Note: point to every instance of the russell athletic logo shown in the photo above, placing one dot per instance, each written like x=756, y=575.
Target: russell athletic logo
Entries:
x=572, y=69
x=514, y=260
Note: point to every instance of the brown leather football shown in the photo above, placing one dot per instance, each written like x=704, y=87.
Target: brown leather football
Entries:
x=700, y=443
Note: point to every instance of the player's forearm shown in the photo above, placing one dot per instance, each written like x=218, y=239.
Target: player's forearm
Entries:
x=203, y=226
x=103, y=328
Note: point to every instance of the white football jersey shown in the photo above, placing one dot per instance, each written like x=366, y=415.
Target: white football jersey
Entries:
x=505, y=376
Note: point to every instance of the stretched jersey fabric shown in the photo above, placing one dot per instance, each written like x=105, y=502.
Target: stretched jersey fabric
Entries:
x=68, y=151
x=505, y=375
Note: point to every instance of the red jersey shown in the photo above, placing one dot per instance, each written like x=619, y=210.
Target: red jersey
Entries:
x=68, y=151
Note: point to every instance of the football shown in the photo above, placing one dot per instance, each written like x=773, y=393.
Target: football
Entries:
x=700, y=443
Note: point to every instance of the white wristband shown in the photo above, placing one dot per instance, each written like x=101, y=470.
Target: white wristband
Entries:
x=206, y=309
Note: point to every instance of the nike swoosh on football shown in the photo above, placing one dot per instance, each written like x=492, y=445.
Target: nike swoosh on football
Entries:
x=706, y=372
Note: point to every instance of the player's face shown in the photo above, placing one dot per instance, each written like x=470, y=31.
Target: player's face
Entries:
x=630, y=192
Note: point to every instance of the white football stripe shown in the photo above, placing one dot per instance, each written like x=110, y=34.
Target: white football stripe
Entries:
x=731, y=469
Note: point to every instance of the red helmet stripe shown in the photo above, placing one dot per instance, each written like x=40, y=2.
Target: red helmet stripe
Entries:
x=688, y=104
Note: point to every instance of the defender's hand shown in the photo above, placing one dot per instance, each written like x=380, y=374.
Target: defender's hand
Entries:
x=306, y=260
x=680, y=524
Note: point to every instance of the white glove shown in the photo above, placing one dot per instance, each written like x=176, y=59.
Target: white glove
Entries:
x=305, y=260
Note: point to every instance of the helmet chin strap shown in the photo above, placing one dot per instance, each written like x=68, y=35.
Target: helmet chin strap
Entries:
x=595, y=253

=======

_Assignment:_
Lines above that have "russell": copy each of them.

_Final answer:_
Note: point to every instance of the russell athletic logo shown in the photo above, placing one dot per instance, each written like x=756, y=575.
Target: russell athletic logo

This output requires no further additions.